━━ Excerpt to read ━━

In 2000, Vicente Fox of the National Action Party took office as president with a free-enterprise agenda. One pillar of his government was boosting lending through the then-three-decades-old National Workers’ Housing Fund Institute, or Infonavit, a government-sponsored mortgage bank that now controls about 70 percent of Mexico’s market.
Fox oversaw the issuance of 2 million Infonavit mortgages. President Felipe Calderon, his successor, issued 3 million more. A typical loan for a 50-square-meter (538-square-foot) apartment was about $20,000.
Calderon added to the house-buying frenzy with a federal subsidy called This Is Your Home, which helped 590,000 homebuyers with down payments, according to the National Housing Commission.
Video Show
Calderon also encouraged foreign investment in the Mexican housing program, appearing by video in investor presentations that Geo, Homex and Urbi staged annually in New York and London starting in 2004. During one such event at New York’s Waldorf Astoria hotel in February 2011, Calderon, speaking by video, told attendees, “There has never been a better time to invest in Mexico.”
Robert Abad, who helps oversee $53 billion at Pasadena, California-based Western Asset Management Co., attended a Mexican-housing investor day in 2010 in New York. “The theme was, this is Mexico; it’s on the verge of a comeback,” says Abad, who sold Western Asset’s Homex bonds in April. “There’s a housing deficit; these players are front and center on bringing relief to the people; they need money to make this happen. Then all of a sudden, boom -- a flaming arrow from left field straight into the homebuilder pinata.”
Residents Flee
The bubble began losing air when residents started abandoning the towns, an exodus that continues today. By 2010, the Calderon government had already begun promoting apartments in or close to cities, upending the business model of builders that specialized in developing rural land.

━━━
━━ Information given ━━

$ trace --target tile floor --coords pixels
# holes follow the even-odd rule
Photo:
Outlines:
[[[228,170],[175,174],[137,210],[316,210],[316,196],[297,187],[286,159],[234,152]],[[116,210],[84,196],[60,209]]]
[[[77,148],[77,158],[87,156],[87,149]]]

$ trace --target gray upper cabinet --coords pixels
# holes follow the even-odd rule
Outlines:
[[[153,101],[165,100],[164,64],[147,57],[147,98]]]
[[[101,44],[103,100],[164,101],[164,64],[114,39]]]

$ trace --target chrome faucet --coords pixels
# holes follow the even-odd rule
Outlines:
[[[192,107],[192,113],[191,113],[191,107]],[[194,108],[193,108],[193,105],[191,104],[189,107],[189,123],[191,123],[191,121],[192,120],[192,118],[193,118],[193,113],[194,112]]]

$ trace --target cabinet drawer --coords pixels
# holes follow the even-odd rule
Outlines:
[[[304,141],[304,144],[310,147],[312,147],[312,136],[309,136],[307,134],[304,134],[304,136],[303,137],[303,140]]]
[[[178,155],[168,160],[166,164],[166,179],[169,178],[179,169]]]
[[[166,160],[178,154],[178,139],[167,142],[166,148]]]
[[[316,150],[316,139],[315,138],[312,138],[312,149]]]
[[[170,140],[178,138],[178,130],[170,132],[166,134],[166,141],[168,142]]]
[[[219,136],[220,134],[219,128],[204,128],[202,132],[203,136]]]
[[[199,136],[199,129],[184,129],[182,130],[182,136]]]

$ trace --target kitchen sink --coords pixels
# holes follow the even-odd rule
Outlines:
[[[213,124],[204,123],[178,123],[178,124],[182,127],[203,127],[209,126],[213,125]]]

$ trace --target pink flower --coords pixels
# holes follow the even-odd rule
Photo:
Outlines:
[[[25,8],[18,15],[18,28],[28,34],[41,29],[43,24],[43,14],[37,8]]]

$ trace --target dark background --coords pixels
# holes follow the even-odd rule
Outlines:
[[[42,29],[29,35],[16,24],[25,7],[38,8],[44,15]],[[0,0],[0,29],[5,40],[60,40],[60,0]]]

━━━

Instructions for the task:
In the text on Mexico's housing boom, reproduce the passage starting at "In 2000, Vicente" and ending at "of Mexico’s market.", word for word.

Solution for this problem:
In 2000, Vicente Fox of the National Action Party took office as president with a free-enterprise agenda. One pillar of his government was boosting lending through the then-three-decades-old National Workers’ Housing Fund Institute, or Infonavit, a government-sponsored mortgage bank that now controls about 70 percent of Mexico’s market.